Document text
- Opening Delimiter -
TAMPA (WFLA) – Vaccine eligibility is expanding in Florida on Wednesday to include K-12 school personnel, sworn law enforcement officers and firefighters 50 years and older. But there is still confusion about the state’s plan to start vaccinating individuals under 65 years old who are “extremely vulnerable to COVID-19.”

“I’m on month 13 of being inside my condo,” Laura Unger told 8 On Your Side.

A year ago, after the first cases of coronavirus in the United States, Unger said her doctors told her “when a vaccine came out, I was to immediately get it no matter what it was, where it was.”

Unger has been diagnosed with lupus and other chronic autoimmune diseases. The 50-year-old from St. Petersburg said she hopes to become eligible for the vaccine on Wednesday with other higher risk Floridians.

“I think the rollout is absolutely horrific,” she said. “There’s absolutely zero organization.”
- Closing Delimiter -
Recorded data
- Opening Delimiter -
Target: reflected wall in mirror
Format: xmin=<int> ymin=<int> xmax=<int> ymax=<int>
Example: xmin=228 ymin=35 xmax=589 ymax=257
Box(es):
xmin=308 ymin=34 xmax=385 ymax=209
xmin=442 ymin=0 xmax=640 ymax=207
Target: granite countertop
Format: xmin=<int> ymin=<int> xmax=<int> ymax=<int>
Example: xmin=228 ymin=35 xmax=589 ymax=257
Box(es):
- Closing Delimiter -
- Opening Delimiter -
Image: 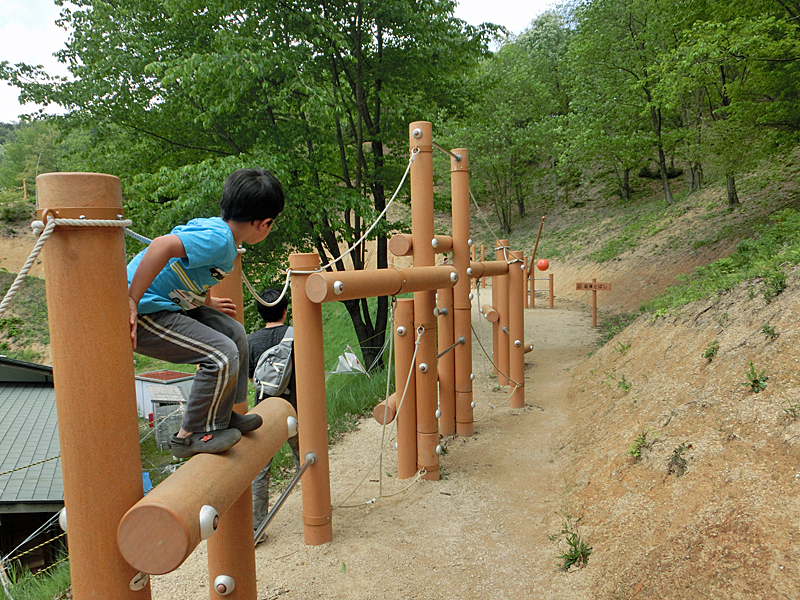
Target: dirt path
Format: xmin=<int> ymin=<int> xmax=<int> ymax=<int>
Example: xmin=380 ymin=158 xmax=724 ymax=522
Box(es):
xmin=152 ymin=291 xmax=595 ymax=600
- Closing Delimiter -
Rewrite the Florida vaccine article from "TAMPA (WFLA) –" up to and including "higher risk Floridians.", and switch "condo" to "apartment".

TAMPA (WFLA) – Vaccine eligibility is expanding in Florida on Wednesday to include K-12 school personnel, sworn law enforcement officers and firefighters 50 years and older. But there is still confusion about the state’s plan to start vaccinating individuals under 65 years old who are “extremely vulnerable to COVID-19.”

“I’m on month 13 of being inside my apartment,” Laura Unger told 8 On Your Side.

A year ago, after the first cases of coronavirus in the United States, Unger said her doctors told her “when a vaccine came out, I was to immediately get it no matter what it was, where it was.”

Unger has been diagnosed with lupus and other chronic autoimmune diseases. The 50-year-old from St. Petersburg said she hopes to become eligible for the vaccine on Wednesday with other higher risk Floridians.